== Exercise aim ==
Substitute "upper-left corner" for "top-left corner" in the lines from the one containing "Segment every instance of the grass-covered" through the end of the records, and write only those lines out again with nothing else changed.

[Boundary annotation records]
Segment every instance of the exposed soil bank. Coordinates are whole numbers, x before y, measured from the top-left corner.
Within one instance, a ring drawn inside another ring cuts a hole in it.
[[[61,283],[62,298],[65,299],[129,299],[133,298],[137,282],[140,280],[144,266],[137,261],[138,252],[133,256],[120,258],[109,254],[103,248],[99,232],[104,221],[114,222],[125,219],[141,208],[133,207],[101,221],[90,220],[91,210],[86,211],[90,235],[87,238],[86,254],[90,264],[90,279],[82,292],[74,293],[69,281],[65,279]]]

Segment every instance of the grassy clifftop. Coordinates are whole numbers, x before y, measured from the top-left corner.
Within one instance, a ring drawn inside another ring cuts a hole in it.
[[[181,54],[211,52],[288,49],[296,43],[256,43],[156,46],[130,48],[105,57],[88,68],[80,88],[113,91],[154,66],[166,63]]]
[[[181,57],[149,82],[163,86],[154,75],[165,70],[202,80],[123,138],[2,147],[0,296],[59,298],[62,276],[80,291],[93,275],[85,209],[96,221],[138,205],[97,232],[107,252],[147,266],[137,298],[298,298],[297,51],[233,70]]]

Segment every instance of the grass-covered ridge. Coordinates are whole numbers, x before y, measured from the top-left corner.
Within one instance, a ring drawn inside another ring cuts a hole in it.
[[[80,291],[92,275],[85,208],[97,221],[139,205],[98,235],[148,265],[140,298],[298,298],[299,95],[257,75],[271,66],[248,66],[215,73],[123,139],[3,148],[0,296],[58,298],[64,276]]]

== The reply ==
Segment every instance of the grass-covered ridge. Coordinates are whole numbers, x before y, measured from the upper-left corner.
Within one instance, a ring drawn inside another ring cuts a hole in it.
[[[80,291],[92,275],[85,208],[97,221],[139,205],[98,235],[148,265],[140,298],[298,298],[299,95],[257,75],[271,66],[248,66],[215,73],[123,139],[3,148],[0,296],[58,298],[64,276]]]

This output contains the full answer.